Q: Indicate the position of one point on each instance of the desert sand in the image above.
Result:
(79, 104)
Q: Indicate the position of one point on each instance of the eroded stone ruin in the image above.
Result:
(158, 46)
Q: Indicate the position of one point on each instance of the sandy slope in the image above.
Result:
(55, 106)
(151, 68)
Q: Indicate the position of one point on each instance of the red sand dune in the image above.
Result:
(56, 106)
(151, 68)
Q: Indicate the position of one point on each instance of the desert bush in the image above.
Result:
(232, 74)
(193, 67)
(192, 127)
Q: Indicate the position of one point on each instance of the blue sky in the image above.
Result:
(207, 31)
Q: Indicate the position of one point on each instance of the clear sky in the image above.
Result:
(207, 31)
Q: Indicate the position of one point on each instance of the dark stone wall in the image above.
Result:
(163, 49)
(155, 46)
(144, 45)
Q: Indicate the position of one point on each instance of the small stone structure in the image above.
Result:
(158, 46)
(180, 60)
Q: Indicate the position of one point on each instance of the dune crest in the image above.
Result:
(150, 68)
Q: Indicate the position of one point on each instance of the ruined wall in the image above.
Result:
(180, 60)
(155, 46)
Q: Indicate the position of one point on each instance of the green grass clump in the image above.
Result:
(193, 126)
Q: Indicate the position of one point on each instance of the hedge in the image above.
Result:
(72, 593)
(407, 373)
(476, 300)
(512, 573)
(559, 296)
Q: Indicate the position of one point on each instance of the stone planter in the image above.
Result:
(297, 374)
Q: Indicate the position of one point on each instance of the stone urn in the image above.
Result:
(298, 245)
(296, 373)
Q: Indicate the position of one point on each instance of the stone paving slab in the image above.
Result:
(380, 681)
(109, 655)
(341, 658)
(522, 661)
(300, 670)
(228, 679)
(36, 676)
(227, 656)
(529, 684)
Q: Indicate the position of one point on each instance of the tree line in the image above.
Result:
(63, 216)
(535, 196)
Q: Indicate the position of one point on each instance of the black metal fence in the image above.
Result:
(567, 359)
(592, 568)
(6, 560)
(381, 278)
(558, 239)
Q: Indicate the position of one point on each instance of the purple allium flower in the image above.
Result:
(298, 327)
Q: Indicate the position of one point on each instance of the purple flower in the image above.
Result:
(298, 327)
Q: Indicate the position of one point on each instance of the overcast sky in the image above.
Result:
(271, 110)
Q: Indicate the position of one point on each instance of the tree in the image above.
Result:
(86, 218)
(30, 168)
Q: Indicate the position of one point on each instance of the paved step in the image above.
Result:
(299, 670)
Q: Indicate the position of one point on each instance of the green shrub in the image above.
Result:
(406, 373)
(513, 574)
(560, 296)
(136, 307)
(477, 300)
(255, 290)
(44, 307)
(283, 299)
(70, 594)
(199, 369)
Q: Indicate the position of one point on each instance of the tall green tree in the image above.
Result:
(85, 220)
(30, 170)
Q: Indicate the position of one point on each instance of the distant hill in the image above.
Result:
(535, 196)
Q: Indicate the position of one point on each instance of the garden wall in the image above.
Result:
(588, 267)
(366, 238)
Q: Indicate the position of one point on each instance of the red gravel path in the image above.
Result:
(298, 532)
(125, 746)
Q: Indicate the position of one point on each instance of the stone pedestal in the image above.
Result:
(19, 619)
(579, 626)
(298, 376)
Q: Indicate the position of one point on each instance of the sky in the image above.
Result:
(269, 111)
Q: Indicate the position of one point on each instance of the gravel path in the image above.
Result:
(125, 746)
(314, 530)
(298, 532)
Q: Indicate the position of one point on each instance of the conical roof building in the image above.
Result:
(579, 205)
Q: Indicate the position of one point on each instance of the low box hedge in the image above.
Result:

☆ ☆ ☆ ☆

[Work to do] Write out every one of the rows above exactly, without changing any character.

[Response to this exercise]
Q: Indicate the position of one point on each instance of the desert sand in the image above.
Result:
(79, 104)
Q: Indicate the position of one point on each instance of the eroded stone ruin in the image above.
Result:
(158, 46)
Q: Indicate the position of one point on each instance of the sandy slope in the image above.
Result:
(55, 106)
(151, 68)
Q: Indicate the position of one point on each instance of the red sand dune in the image above.
Result:
(56, 106)
(151, 68)
Q: Indicate the position of one point on each instance of the desert bush in the image above.
Result:
(232, 74)
(193, 67)
(192, 127)
Q: Indicate the position of one point on each instance of the blue sky in the image above.
Result:
(207, 31)
Q: Indicate the position of one point on each instance of the clear sky in the image above.
Result:
(207, 31)
Q: Indicate the position of one point on each instance of the dark stone wall in the image above.
Result:
(163, 49)
(155, 46)
(144, 45)
Q: Indicate the position of one point on each instance of the small stone structure in the image above.
Result:
(158, 46)
(180, 60)
Q: Indicate the position of one point on each instance of the dune crest in the image above.
Result:
(150, 68)
Q: Indicate the position of one point on each instance of the ruined wall in the image above.
Result:
(180, 60)
(155, 46)
Q: Indicate the position of one point on each instance of the green grass clump in the image above.
Result:
(193, 126)
Q: Indicate the position of one point on each instance of the hedge in the image above.
Result:
(72, 593)
(407, 373)
(476, 300)
(512, 573)
(559, 296)
Q: Indicate the position of one point on each instance of the stone planter in the image above.
Result:
(297, 374)
Q: Indicate the position of one point on each instance of the stone urn in the image above.
Result:
(298, 245)
(296, 373)
Q: Indicate the position of one point on each instance of the stone paving slab in the image above.
Result:
(380, 681)
(109, 655)
(341, 658)
(522, 661)
(300, 670)
(228, 679)
(36, 676)
(227, 656)
(529, 684)
Q: Indicate the position of one point on each instance of the tree line in the image above.
Result:
(63, 216)
(535, 196)
Q: Indicate the position of one point on each instance of the black metal fence in the image above.
Result:
(567, 359)
(592, 568)
(6, 560)
(381, 278)
(558, 239)
Q: Indicate the position of one point on each instance of the purple allium flower in the image above.
Result:
(298, 327)
Q: Indicate the position of one point on each instance of the purple flower in the image above.
Result:
(298, 327)
Q: Indicate the position of one point on each instance of the overcast sky in the image above.
Result:
(271, 110)
Q: Indicate the position of one point on each instance of the tree in the image above.
Result:
(86, 218)
(30, 168)
Q: Indicate the position of one point on each instance of the paved step in the image above.
Result:
(299, 670)
Q: Indicate the position of one point on each instance of the green shrub in the image above.
Result:
(406, 373)
(513, 574)
(560, 296)
(136, 307)
(477, 300)
(255, 290)
(44, 307)
(283, 299)
(70, 594)
(199, 369)
Q: Indicate the position of one point on each instance of the tall green tree in the image above.
Result:
(85, 220)
(30, 170)
Q: Indicate the position of one point on each instance of the distant hill in the image above.
Result:
(535, 196)
Q: Indicate the position of one point on each instance of the garden wall in the image above.
Result:
(588, 267)
(366, 238)
Q: Indicate the position of one point on each instance of the red gravel path in the image above.
Result:
(298, 532)
(125, 746)
Q: Indicate the position of one point on each instance of the stone pedestal in the image above.
Result:
(19, 619)
(579, 626)
(298, 376)
Q: Indicate the position of one point on each instance of the sky in the image above.
Result:
(269, 111)
Q: Indicate the position of one point on each instance of the gravel path in the image above.
Result:
(125, 746)
(314, 530)
(298, 532)
Q: Indicate the position of one point on each instance of the conical roof building in the image above.
Result:
(579, 205)
Q: Indicate the position of one point on each instance of the low box hedge in the image above.
Result:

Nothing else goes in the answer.